TEXTO FORNECIDO:
:::::
Saltar para o vazio ou
reconstruir as bases do desenvolvimento? O divisor de águas é a Petrobras: não
capitalizar a estatal é enterrar a nação com ela.
por: Saul Leblon // www.cartamaior.com.br
Foi preciso um banqueiro, Luiz
Carlos Trabuco, presidente do Bradesco, dizer algumas coisas sonegadas pela
mídia até agora, para, finalmente, a natureza demencial de um diagnóstico
autodestrutivo ser deslocada do centro do debate e emergir aquilo que parte da
esquerda tem ecoado solitariamente há algum tempo.
Não é o ‘lulopopulismo’ que está
levando o Brasil ao desmanche.
O Brasil tem seus problemas - uma
elite predadora e provinciana, um dos principais.
Mas é o mundo capitalista que
tropeça de novo na própria lógica e conduz as nações a uma recidiva da crise
global de 2008.
:::::
AMOSTRA DE DADOS:
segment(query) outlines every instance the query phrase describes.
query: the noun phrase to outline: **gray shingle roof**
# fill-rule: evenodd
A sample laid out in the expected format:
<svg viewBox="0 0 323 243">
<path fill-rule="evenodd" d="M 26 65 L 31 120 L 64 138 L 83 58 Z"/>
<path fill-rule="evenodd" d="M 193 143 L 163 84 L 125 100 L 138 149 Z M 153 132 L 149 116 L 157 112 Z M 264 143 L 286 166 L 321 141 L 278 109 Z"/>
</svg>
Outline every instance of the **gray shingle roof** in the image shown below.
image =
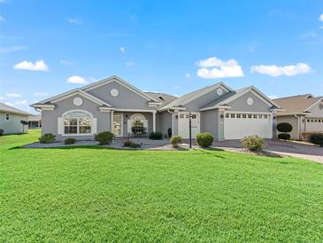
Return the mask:
<svg viewBox="0 0 323 243">
<path fill-rule="evenodd" d="M 313 98 L 311 94 L 304 94 L 276 98 L 273 99 L 273 102 L 285 110 L 280 113 L 281 114 L 301 114 L 322 98 L 323 97 Z"/>
<path fill-rule="evenodd" d="M 31 115 L 31 114 L 28 114 L 27 112 L 21 111 L 19 109 L 17 109 L 15 107 L 10 106 L 8 105 L 5 105 L 4 103 L 0 102 L 0 112 L 5 112 L 5 113 L 11 113 L 11 114 L 23 114 L 23 115 Z"/>
</svg>

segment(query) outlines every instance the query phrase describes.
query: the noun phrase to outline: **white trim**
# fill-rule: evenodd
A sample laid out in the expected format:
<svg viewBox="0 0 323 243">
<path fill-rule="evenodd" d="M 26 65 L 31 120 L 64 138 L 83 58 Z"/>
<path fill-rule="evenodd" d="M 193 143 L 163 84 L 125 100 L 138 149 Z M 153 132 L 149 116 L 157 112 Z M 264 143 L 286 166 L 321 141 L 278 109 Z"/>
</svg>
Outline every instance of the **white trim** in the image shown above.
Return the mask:
<svg viewBox="0 0 323 243">
<path fill-rule="evenodd" d="M 227 86 L 224 82 L 220 82 L 218 83 L 213 84 L 212 86 L 209 87 L 208 89 L 202 90 L 200 92 L 198 92 L 197 94 L 195 94 L 192 97 L 188 98 L 187 99 L 184 99 L 182 102 L 180 102 L 181 105 L 186 105 L 188 103 L 192 102 L 193 100 L 196 100 L 197 98 L 199 98 L 200 97 L 213 91 L 215 90 L 217 90 L 218 88 L 219 88 L 220 86 L 223 86 L 223 88 L 225 88 L 225 90 L 227 90 L 227 91 L 233 91 L 233 90 L 231 90 L 231 88 L 229 88 L 228 86 Z"/>
<path fill-rule="evenodd" d="M 112 132 L 113 133 L 113 117 L 114 117 L 114 115 L 119 115 L 120 117 L 121 117 L 121 128 L 120 128 L 120 130 L 121 130 L 121 132 L 120 132 L 120 135 L 114 135 L 115 137 L 123 137 L 123 114 L 122 113 L 119 113 L 119 114 L 114 114 L 113 115 L 112 115 Z"/>
<path fill-rule="evenodd" d="M 307 112 L 308 110 L 310 110 L 311 107 L 315 106 L 316 105 L 318 105 L 319 102 L 322 102 L 323 98 L 319 99 L 318 101 L 316 101 L 314 104 L 312 104 L 310 107 L 308 107 L 306 110 L 304 110 L 304 112 Z"/>
<path fill-rule="evenodd" d="M 94 103 L 96 103 L 96 104 L 97 104 L 97 105 L 100 105 L 100 106 L 104 106 L 104 105 L 105 105 L 105 106 L 111 106 L 111 107 L 112 106 L 111 106 L 110 104 L 108 104 L 108 103 L 106 103 L 106 102 L 104 102 L 104 101 L 103 101 L 103 100 L 101 100 L 101 99 L 99 99 L 99 98 L 96 98 L 96 97 L 94 97 L 94 96 L 92 96 L 92 95 L 90 95 L 90 94 L 88 94 L 88 93 L 87 93 L 87 92 L 83 91 L 83 90 L 76 90 L 76 91 L 74 91 L 74 92 L 73 92 L 73 93 L 70 93 L 70 94 L 68 94 L 68 95 L 66 95 L 66 96 L 64 96 L 64 97 L 61 97 L 61 98 L 59 98 L 54 99 L 54 100 L 52 100 L 51 102 L 52 102 L 52 103 L 56 103 L 56 102 L 58 102 L 58 101 L 60 101 L 60 100 L 66 99 L 66 98 L 70 98 L 70 97 L 73 97 L 73 96 L 74 96 L 74 95 L 81 95 L 81 96 L 82 96 L 82 97 L 84 97 L 84 98 L 88 98 L 88 100 L 91 100 L 91 101 L 93 101 Z"/>
<path fill-rule="evenodd" d="M 156 113 L 156 110 L 142 110 L 142 109 L 123 109 L 123 108 L 116 108 L 116 112 L 135 112 L 135 113 Z"/>
<path fill-rule="evenodd" d="M 113 75 L 113 76 L 108 77 L 106 79 L 103 79 L 103 80 L 97 81 L 94 83 L 88 84 L 87 86 L 84 86 L 83 88 L 81 88 L 81 90 L 85 90 L 85 91 L 88 91 L 88 90 L 91 90 L 93 89 L 96 89 L 100 86 L 103 86 L 104 84 L 108 84 L 108 83 L 112 82 L 118 82 L 119 84 L 120 84 L 120 85 L 124 86 L 125 88 L 134 91 L 135 93 L 140 95 L 141 97 L 146 98 L 147 100 L 153 100 L 153 101 L 158 102 L 155 98 L 150 97 L 149 95 L 145 94 L 142 90 L 140 90 L 137 88 L 135 88 L 135 86 L 127 83 L 126 81 L 124 81 L 123 79 L 121 79 L 121 78 L 119 78 L 116 75 Z"/>
<path fill-rule="evenodd" d="M 214 109 L 231 109 L 230 106 L 213 106 L 211 107 L 205 107 L 203 109 L 200 109 L 199 111 L 204 112 L 204 111 L 209 111 L 209 110 L 214 110 Z"/>
</svg>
:::::
O QUE FAZER: Dê a continuação do texto sobre a Petrobras e a crise global a partir do ponto em que ele termina. O material não é necessário aqui.

RESPOSTA ABAIXO:
Os vetores desta vez são a freada
chinesa e o mergulho sem termo das cotações do petróleo.
A embicada do barril –de US$130
para menos de US$30—tem razões de ordem geopolíticas e comerciais.
E escancara a brutal deflação de ativos, isto é, o mergulho
conjunto de todas as bolhas especulativas
--as novas e as suspensas mas não equacionadas desde 2008.
Todas elas agora murcham conjuntamente,
perfuradas pela agulhada do último esteio de demanda agregada (consumo e
investimento produtivo) do planeta: a China.
Segunda maior economia do globo,
a China era responsável por 50% do consumo das principais matérias primas e
alimentos negociados no mercado internacional.
O transatlântico chinês vive a
indigestão de um superciclo de investimentos (por décadas o país investiu mais
de 45% do seu PIB), catalisada pelas restrições que a crise de 2008 impôs às
exportações da nova fábrica do mundo.
O conjunto impõe ao gigante
asiático reordenar sua rota de longo curso.
A opção é a maior ênfase no
consumo interno.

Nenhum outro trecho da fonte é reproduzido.